### EXERCISE DETAILS
Count the lines in the records below that contain the word "pavement", and give that figure alone.
(DATA SHOWN Opens)
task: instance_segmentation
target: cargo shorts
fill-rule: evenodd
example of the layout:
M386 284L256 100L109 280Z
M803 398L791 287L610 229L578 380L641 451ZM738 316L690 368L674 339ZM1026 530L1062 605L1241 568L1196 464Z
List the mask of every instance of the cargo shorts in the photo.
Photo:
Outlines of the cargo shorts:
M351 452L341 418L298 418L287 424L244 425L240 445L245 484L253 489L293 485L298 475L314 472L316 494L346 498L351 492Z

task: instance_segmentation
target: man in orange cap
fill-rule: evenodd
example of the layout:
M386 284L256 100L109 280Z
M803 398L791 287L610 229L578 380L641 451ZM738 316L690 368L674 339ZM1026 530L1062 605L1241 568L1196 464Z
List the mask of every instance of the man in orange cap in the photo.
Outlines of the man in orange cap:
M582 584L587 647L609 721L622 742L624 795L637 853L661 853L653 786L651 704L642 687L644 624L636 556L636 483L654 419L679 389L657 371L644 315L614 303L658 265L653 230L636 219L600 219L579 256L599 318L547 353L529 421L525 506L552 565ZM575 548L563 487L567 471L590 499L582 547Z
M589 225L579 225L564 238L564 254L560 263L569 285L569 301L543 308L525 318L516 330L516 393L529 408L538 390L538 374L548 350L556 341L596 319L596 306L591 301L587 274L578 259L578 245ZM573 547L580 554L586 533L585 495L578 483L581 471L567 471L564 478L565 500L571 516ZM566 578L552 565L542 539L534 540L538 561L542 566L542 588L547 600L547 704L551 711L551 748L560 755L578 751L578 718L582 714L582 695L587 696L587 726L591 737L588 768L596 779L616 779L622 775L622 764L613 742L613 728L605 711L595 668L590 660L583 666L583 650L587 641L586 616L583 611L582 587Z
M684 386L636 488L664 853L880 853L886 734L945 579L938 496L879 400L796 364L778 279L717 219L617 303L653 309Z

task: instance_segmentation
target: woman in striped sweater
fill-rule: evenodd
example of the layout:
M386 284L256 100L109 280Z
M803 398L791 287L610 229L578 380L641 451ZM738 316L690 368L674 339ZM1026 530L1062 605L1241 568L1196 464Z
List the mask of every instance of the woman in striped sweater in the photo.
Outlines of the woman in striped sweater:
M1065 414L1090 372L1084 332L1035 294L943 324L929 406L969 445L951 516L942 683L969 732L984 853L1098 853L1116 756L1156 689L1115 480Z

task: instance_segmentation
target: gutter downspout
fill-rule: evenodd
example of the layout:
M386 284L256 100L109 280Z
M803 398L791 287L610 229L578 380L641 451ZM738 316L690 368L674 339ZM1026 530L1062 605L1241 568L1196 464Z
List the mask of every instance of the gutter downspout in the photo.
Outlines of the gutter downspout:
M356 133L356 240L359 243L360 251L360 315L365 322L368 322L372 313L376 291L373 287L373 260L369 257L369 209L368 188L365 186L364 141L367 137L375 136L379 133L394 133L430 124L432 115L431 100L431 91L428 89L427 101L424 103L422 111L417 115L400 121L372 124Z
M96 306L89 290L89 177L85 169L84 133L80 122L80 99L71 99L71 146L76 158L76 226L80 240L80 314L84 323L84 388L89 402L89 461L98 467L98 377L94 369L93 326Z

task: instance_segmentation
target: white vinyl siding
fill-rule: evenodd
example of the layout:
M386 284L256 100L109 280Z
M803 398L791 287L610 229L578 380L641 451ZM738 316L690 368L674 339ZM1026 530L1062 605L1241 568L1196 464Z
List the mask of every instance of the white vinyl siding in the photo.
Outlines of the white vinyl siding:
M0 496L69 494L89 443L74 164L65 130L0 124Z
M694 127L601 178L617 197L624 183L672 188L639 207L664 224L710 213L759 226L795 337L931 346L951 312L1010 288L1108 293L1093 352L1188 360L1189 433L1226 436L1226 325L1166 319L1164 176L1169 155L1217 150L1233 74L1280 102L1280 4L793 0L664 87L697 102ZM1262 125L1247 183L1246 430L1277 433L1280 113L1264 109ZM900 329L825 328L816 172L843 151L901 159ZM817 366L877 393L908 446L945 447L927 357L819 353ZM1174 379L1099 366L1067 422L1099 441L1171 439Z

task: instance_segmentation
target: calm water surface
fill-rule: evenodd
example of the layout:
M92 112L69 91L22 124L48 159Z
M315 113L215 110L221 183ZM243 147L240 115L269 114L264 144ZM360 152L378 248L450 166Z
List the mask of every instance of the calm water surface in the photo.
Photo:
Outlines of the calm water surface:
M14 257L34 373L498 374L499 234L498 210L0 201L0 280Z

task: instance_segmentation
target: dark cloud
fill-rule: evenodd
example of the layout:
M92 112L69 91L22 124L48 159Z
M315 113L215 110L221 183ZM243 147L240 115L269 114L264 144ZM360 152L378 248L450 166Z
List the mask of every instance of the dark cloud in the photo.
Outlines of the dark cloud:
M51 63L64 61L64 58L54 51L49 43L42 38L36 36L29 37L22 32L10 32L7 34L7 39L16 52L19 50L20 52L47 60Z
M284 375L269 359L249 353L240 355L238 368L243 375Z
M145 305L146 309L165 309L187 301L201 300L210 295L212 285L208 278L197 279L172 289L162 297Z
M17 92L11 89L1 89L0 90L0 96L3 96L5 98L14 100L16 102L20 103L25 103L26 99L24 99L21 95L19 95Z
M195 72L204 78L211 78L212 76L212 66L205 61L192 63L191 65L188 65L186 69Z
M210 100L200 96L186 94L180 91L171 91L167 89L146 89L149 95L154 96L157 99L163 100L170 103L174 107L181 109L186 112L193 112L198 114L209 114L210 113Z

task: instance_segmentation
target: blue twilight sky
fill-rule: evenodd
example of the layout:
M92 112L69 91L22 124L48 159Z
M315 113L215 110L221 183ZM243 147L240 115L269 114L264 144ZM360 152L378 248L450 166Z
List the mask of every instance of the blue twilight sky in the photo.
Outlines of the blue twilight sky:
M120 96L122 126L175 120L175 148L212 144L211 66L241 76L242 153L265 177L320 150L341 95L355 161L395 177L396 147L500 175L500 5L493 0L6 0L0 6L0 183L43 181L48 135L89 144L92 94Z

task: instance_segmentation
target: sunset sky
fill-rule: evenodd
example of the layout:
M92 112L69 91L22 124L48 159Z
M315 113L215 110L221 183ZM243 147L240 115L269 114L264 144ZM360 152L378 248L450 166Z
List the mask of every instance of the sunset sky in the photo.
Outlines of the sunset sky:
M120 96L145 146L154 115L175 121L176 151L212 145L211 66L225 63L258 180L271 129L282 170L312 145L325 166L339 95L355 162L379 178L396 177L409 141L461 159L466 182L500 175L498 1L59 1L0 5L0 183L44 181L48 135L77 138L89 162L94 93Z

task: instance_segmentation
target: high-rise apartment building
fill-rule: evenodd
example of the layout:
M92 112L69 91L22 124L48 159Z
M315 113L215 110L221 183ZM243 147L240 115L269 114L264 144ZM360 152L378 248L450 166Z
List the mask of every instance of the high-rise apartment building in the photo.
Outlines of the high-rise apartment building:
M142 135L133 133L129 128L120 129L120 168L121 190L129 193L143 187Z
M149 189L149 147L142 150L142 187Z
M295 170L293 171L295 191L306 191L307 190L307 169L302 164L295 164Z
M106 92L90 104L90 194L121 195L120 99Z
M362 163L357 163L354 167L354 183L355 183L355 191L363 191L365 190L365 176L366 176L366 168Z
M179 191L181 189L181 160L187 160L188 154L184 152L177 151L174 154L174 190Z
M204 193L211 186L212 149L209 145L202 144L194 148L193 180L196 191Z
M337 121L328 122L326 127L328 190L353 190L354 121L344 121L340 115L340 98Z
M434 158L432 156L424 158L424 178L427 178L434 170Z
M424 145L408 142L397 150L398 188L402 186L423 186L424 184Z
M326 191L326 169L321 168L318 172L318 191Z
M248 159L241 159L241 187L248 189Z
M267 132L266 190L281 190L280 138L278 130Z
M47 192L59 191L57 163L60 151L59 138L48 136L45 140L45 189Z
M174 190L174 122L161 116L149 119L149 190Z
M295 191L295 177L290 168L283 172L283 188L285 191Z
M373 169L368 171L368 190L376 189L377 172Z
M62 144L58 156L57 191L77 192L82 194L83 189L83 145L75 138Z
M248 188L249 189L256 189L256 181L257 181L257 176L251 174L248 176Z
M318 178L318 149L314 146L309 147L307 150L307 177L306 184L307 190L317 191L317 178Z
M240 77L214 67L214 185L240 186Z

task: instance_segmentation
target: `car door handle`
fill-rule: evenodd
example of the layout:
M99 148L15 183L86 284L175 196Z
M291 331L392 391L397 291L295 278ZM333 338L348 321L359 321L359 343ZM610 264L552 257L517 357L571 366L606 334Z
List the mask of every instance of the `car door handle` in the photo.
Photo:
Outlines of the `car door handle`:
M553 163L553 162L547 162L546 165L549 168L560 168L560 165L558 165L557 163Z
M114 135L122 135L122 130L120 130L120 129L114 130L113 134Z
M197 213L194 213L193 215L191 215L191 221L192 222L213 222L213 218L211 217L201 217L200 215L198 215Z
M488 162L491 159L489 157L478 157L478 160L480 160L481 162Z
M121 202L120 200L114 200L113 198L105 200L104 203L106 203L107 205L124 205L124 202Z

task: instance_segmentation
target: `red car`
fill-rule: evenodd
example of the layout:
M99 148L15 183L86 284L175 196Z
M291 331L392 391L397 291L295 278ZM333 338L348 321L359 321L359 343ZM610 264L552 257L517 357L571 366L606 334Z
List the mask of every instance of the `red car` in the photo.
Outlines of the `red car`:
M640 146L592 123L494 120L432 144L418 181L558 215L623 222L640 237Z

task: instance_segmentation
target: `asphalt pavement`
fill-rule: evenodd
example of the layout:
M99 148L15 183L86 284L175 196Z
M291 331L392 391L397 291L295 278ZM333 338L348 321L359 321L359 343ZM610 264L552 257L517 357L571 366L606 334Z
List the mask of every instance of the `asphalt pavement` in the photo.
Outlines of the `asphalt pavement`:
(DATA SHOWN Closes)
### EXERCISE RESULT
3